-- Start of Data to process --

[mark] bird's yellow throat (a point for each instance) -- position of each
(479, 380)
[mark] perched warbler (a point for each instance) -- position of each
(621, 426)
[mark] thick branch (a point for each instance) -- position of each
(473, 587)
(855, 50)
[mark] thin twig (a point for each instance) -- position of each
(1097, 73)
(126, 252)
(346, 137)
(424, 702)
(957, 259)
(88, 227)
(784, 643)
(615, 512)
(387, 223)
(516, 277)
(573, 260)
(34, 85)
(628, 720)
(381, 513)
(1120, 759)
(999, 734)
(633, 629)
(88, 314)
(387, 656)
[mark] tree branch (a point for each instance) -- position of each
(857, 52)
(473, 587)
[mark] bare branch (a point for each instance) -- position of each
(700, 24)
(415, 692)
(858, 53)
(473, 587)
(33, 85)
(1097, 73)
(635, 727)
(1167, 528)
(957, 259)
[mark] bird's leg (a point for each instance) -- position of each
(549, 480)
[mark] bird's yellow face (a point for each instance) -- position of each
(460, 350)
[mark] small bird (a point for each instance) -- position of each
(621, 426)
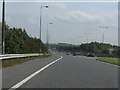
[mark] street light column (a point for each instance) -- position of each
(40, 25)
(47, 39)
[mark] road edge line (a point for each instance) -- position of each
(32, 75)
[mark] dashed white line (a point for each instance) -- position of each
(32, 75)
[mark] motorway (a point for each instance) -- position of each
(68, 72)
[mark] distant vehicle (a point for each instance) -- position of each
(90, 55)
(74, 54)
(68, 53)
(78, 53)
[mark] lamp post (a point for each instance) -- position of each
(3, 27)
(87, 39)
(40, 22)
(87, 36)
(47, 39)
(103, 33)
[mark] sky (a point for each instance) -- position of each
(71, 20)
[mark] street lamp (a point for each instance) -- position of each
(103, 33)
(3, 26)
(87, 39)
(87, 36)
(41, 20)
(47, 39)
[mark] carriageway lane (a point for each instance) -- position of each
(76, 72)
(14, 74)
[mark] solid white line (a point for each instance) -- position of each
(116, 1)
(108, 63)
(32, 75)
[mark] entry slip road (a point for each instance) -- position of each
(69, 72)
(15, 74)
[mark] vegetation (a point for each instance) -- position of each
(17, 41)
(99, 49)
(109, 60)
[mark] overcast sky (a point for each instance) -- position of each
(71, 20)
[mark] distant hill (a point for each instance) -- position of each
(18, 41)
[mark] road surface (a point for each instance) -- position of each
(68, 72)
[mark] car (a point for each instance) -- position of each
(90, 55)
(68, 53)
(74, 54)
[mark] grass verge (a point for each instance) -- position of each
(109, 60)
(12, 62)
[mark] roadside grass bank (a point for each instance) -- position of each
(15, 61)
(110, 60)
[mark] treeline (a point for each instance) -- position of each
(17, 41)
(100, 48)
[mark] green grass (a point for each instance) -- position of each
(12, 62)
(109, 60)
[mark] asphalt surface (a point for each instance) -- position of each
(69, 72)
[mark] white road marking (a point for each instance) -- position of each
(32, 75)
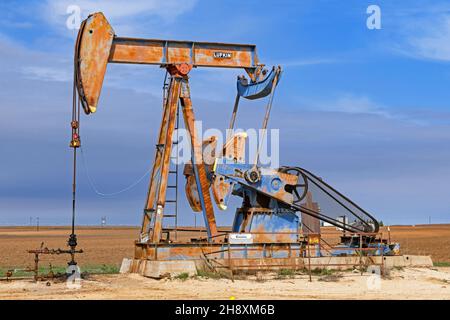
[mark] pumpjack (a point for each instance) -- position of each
(278, 204)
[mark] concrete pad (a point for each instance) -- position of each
(126, 265)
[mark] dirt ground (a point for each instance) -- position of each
(410, 283)
(110, 245)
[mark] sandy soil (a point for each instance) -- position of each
(411, 283)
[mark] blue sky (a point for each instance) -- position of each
(368, 110)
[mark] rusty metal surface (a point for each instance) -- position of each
(97, 37)
(198, 166)
(161, 185)
(310, 224)
(198, 54)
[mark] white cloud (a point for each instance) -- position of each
(125, 17)
(434, 41)
(46, 74)
(307, 62)
(424, 34)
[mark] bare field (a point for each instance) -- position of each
(410, 283)
(110, 245)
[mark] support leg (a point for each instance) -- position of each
(197, 162)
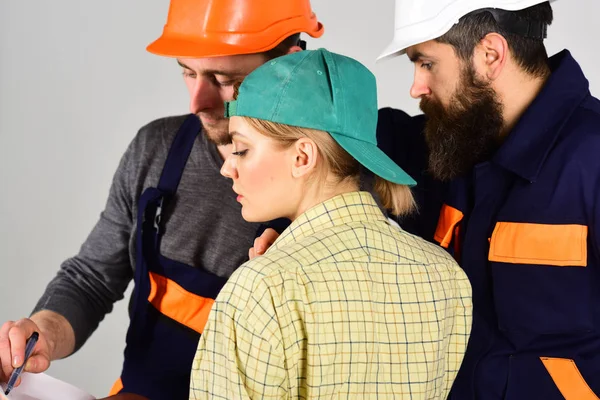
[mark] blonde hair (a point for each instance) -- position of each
(396, 198)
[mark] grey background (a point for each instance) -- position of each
(75, 85)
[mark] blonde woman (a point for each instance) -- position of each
(343, 304)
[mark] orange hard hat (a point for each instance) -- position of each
(210, 28)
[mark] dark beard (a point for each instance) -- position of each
(465, 133)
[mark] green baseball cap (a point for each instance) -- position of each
(320, 90)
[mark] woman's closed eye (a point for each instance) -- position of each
(240, 153)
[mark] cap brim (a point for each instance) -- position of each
(375, 160)
(169, 45)
(394, 49)
(180, 48)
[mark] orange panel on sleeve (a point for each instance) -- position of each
(568, 379)
(449, 218)
(521, 243)
(117, 386)
(177, 303)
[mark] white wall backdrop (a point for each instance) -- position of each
(75, 85)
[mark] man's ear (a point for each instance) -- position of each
(304, 154)
(490, 56)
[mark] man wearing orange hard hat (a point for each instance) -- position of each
(171, 222)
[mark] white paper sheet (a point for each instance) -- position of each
(44, 387)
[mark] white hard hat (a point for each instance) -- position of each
(418, 21)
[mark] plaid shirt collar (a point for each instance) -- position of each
(339, 210)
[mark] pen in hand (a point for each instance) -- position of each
(31, 342)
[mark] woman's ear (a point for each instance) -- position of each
(304, 157)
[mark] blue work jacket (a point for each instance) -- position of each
(525, 227)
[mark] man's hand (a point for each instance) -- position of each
(263, 242)
(13, 336)
(56, 340)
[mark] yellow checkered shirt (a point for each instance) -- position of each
(343, 305)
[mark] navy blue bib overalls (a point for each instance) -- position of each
(171, 300)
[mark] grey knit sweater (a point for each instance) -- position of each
(204, 228)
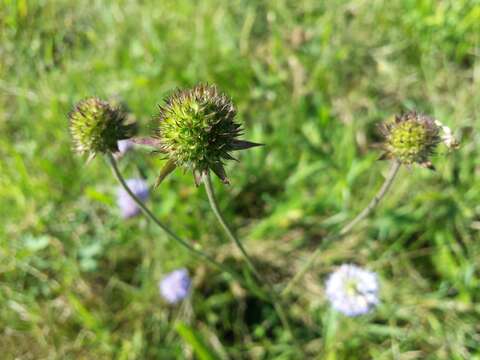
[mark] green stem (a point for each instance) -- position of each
(274, 298)
(348, 227)
(197, 253)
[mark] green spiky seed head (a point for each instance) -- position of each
(411, 138)
(196, 130)
(96, 126)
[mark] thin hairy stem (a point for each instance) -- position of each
(347, 227)
(197, 253)
(274, 298)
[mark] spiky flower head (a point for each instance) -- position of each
(196, 129)
(96, 126)
(352, 290)
(411, 138)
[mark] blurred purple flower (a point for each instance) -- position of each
(175, 286)
(352, 290)
(127, 206)
(123, 147)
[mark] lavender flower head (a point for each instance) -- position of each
(175, 286)
(352, 290)
(127, 206)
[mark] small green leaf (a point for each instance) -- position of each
(196, 341)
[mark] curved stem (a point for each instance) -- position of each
(178, 239)
(349, 226)
(275, 300)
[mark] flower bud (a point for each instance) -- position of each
(96, 127)
(196, 129)
(411, 138)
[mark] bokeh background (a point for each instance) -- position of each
(311, 79)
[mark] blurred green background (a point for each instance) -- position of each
(311, 79)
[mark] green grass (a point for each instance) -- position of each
(311, 79)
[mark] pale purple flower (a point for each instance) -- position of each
(127, 206)
(175, 286)
(123, 147)
(352, 290)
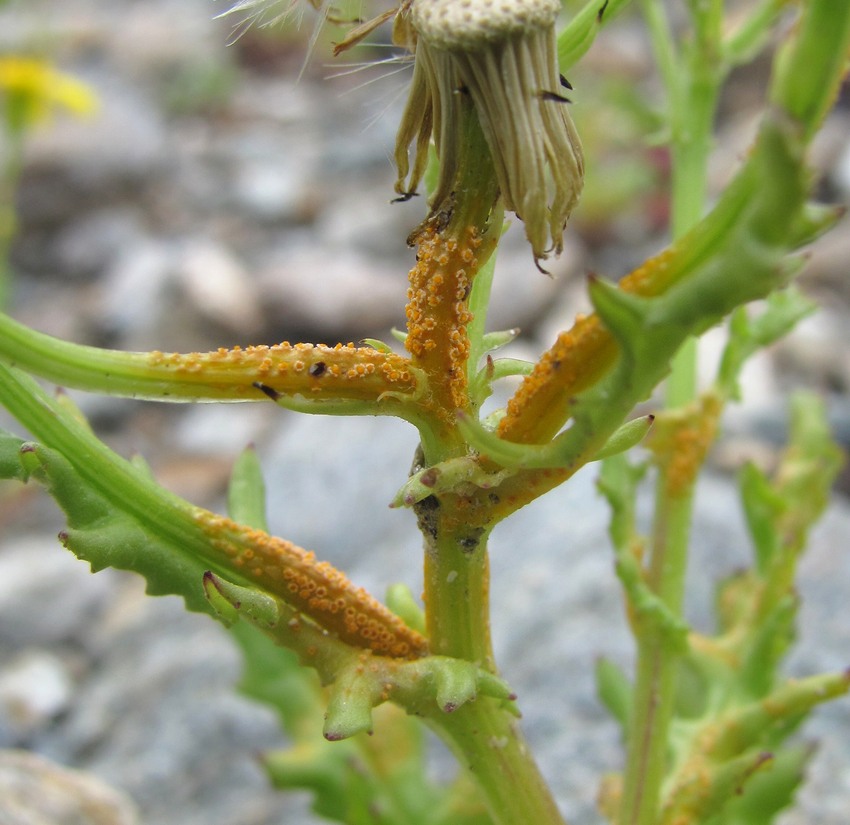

-- End of Data to process --

### Exercise description
How many lines of the listing contain the string "spiky"? Reply with the number only.

### Output below
2